## WHAT IS BEING ASKED
Put every line of the items below into a JSON list of strings, one string per line, leaving out blank lines.

++++++++

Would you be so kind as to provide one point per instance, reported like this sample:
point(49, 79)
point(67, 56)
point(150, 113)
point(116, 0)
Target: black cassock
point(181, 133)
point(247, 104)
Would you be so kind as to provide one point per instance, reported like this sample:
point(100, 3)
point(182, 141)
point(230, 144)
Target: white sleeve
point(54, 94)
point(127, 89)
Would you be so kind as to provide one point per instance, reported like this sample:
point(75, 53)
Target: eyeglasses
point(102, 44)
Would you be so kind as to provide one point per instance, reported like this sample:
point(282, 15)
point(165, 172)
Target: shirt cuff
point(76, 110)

++++++++

## THE OUTPUT
[
  "Would you be so kind as to provide one point per instance, reported like this sample:",
  "point(49, 79)",
  "point(67, 56)",
  "point(150, 113)",
  "point(116, 0)",
  "Target: black cassock",
  "point(181, 133)",
  "point(247, 104)",
  "Would you be so kind as to provide one point per instance, reported like this sample:",
  "point(100, 3)",
  "point(182, 141)",
  "point(230, 144)",
  "Target: white sleeve",
  "point(54, 94)",
  "point(127, 89)",
  "Would you be so kind as to provide one point per instance, reported like this sample:",
  "point(75, 53)",
  "Target: eyeglasses",
  "point(102, 44)",
  "Would you be so kind as to provide one point per instance, reported like this sample:",
  "point(282, 15)",
  "point(165, 172)",
  "Target: shirt cuff",
  "point(76, 110)"
]